Set exercise:
Report every line of the material below that contains the string "hull", where case counts.

Data listing:
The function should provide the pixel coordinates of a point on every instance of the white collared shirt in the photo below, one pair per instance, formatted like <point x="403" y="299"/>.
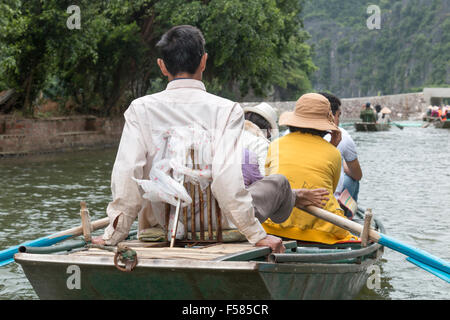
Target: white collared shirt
<point x="185" y="102"/>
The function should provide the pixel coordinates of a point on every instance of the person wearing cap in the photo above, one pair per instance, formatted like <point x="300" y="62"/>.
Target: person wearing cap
<point x="367" y="114"/>
<point x="385" y="115"/>
<point x="308" y="161"/>
<point x="185" y="103"/>
<point x="260" y="127"/>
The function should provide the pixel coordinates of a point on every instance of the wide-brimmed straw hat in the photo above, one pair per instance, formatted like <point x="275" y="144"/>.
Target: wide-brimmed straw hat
<point x="386" y="110"/>
<point x="311" y="111"/>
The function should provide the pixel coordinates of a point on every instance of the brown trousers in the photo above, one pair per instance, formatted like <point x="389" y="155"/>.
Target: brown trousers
<point x="272" y="198"/>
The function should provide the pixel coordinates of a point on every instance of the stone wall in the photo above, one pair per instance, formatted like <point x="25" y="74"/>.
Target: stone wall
<point x="32" y="136"/>
<point x="408" y="106"/>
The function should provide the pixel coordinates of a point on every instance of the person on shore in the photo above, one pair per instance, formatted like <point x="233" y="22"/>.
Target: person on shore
<point x="185" y="104"/>
<point x="378" y="112"/>
<point x="367" y="114"/>
<point x="351" y="172"/>
<point x="308" y="161"/>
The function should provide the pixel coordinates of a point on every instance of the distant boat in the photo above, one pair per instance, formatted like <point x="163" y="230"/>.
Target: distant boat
<point x="430" y="118"/>
<point x="371" y="126"/>
<point x="225" y="271"/>
<point x="442" y="124"/>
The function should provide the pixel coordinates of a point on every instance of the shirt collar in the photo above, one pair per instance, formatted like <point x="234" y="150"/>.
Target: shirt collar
<point x="186" y="83"/>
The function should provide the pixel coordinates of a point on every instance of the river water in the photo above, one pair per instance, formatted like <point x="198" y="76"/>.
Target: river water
<point x="406" y="183"/>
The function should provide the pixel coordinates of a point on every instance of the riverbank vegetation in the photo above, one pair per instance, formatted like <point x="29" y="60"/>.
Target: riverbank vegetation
<point x="255" y="47"/>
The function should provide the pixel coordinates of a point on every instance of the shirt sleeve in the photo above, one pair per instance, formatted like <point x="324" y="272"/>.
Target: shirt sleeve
<point x="228" y="184"/>
<point x="347" y="147"/>
<point x="126" y="196"/>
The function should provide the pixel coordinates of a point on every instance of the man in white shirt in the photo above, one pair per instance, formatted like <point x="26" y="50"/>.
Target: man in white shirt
<point x="351" y="172"/>
<point x="185" y="103"/>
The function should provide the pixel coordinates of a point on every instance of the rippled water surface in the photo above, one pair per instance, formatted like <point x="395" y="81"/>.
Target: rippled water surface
<point x="406" y="183"/>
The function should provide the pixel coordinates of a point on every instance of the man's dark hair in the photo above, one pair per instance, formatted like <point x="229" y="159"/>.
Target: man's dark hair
<point x="181" y="48"/>
<point x="334" y="101"/>
<point x="259" y="120"/>
<point x="314" y="132"/>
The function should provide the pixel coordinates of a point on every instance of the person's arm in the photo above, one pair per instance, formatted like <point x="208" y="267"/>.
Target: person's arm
<point x="353" y="169"/>
<point x="126" y="196"/>
<point x="228" y="184"/>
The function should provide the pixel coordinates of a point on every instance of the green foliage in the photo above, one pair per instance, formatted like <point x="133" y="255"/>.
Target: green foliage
<point x="253" y="45"/>
<point x="410" y="51"/>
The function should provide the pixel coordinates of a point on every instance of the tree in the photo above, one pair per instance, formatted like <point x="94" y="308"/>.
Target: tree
<point x="111" y="60"/>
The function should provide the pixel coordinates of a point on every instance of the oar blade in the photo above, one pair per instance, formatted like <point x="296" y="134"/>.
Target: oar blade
<point x="7" y="255"/>
<point x="438" y="273"/>
<point x="415" y="253"/>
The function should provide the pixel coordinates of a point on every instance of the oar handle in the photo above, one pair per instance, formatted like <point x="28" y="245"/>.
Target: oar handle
<point x="77" y="231"/>
<point x="342" y="222"/>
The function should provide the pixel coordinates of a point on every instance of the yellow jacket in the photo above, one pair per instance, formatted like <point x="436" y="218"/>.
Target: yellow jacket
<point x="308" y="162"/>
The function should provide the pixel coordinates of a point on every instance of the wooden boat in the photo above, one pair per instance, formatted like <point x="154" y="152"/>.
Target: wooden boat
<point x="214" y="271"/>
<point x="371" y="126"/>
<point x="442" y="124"/>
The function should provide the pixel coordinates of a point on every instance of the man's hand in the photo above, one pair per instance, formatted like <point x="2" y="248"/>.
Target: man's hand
<point x="307" y="197"/>
<point x="98" y="240"/>
<point x="275" y="244"/>
<point x="336" y="137"/>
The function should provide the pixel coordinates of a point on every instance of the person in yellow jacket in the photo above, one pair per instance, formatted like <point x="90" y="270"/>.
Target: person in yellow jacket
<point x="308" y="161"/>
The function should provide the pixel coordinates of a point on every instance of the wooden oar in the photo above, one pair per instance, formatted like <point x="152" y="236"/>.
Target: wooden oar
<point x="7" y="255"/>
<point x="422" y="259"/>
<point x="398" y="125"/>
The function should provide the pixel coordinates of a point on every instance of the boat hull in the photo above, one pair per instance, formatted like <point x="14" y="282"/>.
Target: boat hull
<point x="371" y="127"/>
<point x="53" y="277"/>
<point x="442" y="124"/>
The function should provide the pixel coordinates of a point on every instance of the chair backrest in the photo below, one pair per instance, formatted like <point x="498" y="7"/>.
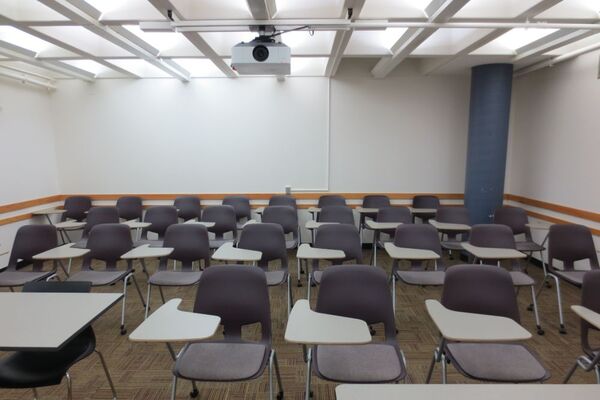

Response to the exercise:
The function should provide the pixel coordinates of a point on every instance of the boat hull in the photo above, one pair per instance, formatted like <point x="14" y="282"/>.
Target: boat hull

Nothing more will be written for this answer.